TASK INSTRUCTIONS — Type the entries out again exactly as they read, but leave every picture behind.

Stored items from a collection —
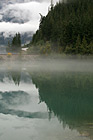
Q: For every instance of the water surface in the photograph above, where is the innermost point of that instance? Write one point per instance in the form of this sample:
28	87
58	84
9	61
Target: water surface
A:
46	100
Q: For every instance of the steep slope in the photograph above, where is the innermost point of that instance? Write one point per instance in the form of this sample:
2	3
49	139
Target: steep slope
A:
68	25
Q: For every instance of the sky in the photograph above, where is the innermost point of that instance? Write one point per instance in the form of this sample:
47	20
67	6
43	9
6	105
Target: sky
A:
21	15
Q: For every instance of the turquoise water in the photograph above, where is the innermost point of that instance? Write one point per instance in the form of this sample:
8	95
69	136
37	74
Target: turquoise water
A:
38	102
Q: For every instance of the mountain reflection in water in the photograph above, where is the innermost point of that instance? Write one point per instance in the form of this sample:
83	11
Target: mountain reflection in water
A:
68	95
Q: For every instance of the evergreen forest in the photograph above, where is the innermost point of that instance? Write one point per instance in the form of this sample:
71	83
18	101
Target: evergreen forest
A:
67	28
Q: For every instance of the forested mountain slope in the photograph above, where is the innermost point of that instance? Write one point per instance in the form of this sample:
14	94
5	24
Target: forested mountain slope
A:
68	27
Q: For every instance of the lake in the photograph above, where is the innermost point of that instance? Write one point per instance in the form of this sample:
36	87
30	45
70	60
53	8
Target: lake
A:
46	100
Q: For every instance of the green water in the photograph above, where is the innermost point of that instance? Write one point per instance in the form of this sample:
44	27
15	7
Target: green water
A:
46	104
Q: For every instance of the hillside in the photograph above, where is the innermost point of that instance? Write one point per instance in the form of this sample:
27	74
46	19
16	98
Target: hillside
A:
67	28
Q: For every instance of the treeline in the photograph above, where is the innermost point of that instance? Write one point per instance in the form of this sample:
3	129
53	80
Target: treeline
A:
68	28
15	44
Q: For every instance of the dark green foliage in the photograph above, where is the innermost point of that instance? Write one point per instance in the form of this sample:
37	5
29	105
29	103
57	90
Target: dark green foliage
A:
68	24
15	45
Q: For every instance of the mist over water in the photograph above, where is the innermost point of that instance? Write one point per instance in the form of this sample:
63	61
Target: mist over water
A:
47	99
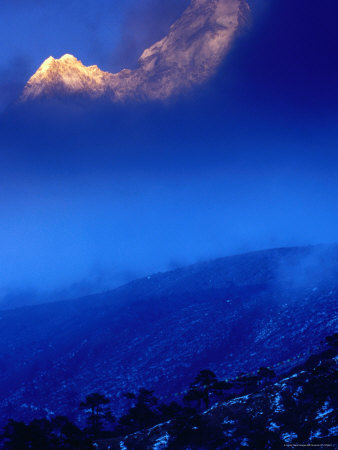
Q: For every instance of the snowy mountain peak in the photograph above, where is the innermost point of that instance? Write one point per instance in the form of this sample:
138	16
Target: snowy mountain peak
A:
190	53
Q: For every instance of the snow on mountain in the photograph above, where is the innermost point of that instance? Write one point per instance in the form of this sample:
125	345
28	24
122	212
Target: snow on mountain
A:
191	52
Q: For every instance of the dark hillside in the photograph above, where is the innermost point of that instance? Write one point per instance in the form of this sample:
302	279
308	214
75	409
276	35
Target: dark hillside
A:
231	315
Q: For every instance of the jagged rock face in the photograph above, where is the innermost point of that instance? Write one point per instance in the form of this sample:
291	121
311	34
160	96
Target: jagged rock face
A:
66	75
191	52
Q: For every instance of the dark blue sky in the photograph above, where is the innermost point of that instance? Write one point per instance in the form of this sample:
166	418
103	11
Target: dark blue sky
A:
247	161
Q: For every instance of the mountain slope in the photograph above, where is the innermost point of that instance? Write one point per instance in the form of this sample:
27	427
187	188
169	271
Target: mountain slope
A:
190	53
299	408
230	315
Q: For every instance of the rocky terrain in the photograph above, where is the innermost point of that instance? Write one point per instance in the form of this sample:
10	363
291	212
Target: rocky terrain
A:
230	315
300	408
190	53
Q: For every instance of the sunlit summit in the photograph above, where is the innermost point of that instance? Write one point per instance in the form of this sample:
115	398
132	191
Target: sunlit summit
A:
190	54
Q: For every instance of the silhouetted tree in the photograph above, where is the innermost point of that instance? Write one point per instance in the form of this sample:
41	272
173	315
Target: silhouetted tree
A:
99	412
201	388
143	412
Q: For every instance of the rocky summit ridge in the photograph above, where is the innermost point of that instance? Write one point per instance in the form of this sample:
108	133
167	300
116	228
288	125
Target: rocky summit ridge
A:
188	55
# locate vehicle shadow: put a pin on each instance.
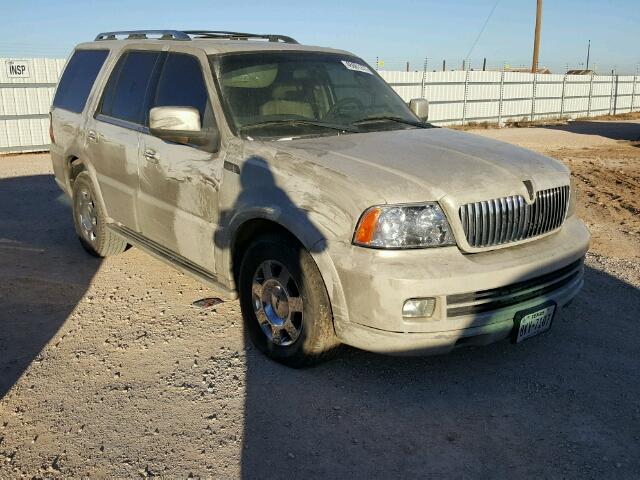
(44, 272)
(623, 131)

SOLUTION —
Q: For every instance of the water surface in the photograph above, where is the innermost point of that instance? Write one point per instance in the form of this sample:
28	87
58	84
9	61
Target: water surface
A:
46	100
Q: For every instance of the steep slope in the photograph above, where is the innermost point of that instance? Write one point per instance in the form of this sample:
2	3
49	139
Target: steep slope
A:
68	25
Q: For every instance of the sky in the photograph above, where is the innermost point of that instance? Write one point per instance in the form of this sample:
47	20
67	6
43	9
6	105
Target: sky
A:
21	15
Q: For every instance of the turquoise water in the photograph above, where is the innermost point of that instance? Write one point per instance in the form of this sample:
8	95
69	136
37	74
Target: turquoise water
A:
38	102
Q: For every instance of the mountain reflection in water in the photograph above, where is the innermost point of that instance? Write one point per instance in the form of this sample:
83	11
Target: mountain reflection in water
A:
68	95
Q: For every instance of the evergreen forest in the photograph above, where is the innermost point of that instance? Write one point per instance in the form of this sample:
71	83
18	101
Target: evergreen forest
A:
67	28
Q: For every instance of the forested mountain slope in the photograph above, where is the innermost point of that instance? Write one point per instance in the form of this sample:
14	94
5	24
Target: forested mountain slope
A:
68	27
Q: For every instance of the lake in the photograph above, where is the innermost point of that instance? Write one point per instance in the form of this sample:
36	87
30	45
70	60
53	8
Target: lake
A:
46	100
Q: For every instance of the green water in the photograph above, where is the innermost point of that instance? Write one point per instance in the form of this sample:
44	27
15	7
Target: green water
A:
46	104
Q: For every instance of the hillside in the photograph above, where is the innermost point of that instance? Write one point per instance in the form of this sample:
27	74
46	19
16	98
Target: hillside
A:
67	28
Q: For every instance of the treeline in the photograph above, where is the innermost point of that instance? Write one point per instance in the form of this sample:
3	129
53	80
Target: treeline
A:
68	28
15	44
Q: For every instance of the dark green foliage in the photograph above, where is the innermost point of that instance? Write one point per instance in the form of this sample:
37	5
29	105
29	103
57	90
Target: dark green foliage
A:
68	24
15	45
Q: For every instance of the mist over water in the photograph above, where is the innermost point of that instance? Write one point per instance in the form of this sample:
63	61
Target: mist over water
A:
47	99
Q: For every instance of the snowy mountain peak in the photograph above, where is the innermost point of that instance? Write one point per instance in the form of this sample:
138	16
Target: snowy mountain peak
A:
190	53
Q: For every instance of the snow on mountain in the photograph above, where is the innermost point of that instance? Write one point per instance in the form of this sample:
125	345
28	24
122	212
Target: snow on mountain
A:
191	52
Q: For every instance of the dark hillside in the photograph above, where is the innermost point of that instance? Write one point per instance in the form of this sample:
302	279
308	214
75	409
276	35
Target: dark hillside
A:
231	315
Q: For every instance of the jagged rock face in the photograph above, where is the innermost point of that instance? Write one point per instance in the form of this sample:
291	121
311	34
160	96
Target: jagged rock face
A:
66	75
191	52
Q: For every instance of the dark blue sky in the photograph above, where is the innermost point of that instance? Write one point per instance in the form of this sample:
166	418
103	11
Target: dark blue sky
A:
247	161
Q: For every instance of the mountain slope in the photograph above, where is the innermost point of that instance? Write one point per instance in the form of this sample:
27	427
187	188
169	271
Target: mountain slope
A:
190	53
299	408
230	315
Q: For every instance of the rocky terrain in the photograph above, where is the innermost point of that instance? Write one point per instance in the form of this sample:
10	363
291	212
Target: rocky terrain
A:
230	315
300	408
190	53
Q: For every instance of the sunlit summit in the photograph above, where is the innermost point of that instance? Write one point per instance in the form of this sample:
115	398
132	191
Target: sunlit summit
A:
190	54
Q: For every instance of the silhouetted tree in the photograph above, where is the innermost point of that instance? Write one point per instance in the form of this sample:
41	272
173	315
Target: silhouetted tree
A:
99	412
201	388
143	412
Q: For every instance of the rocky summit ridge in the photograph above, where is the innermost point of that instance? Write one point per instance in the form of this sample:
108	133
167	300
116	228
288	125
Target: rocky summit ridge
A:
188	55
# locate vehicle shadow: put a pin on each instance.
(44, 272)
(623, 131)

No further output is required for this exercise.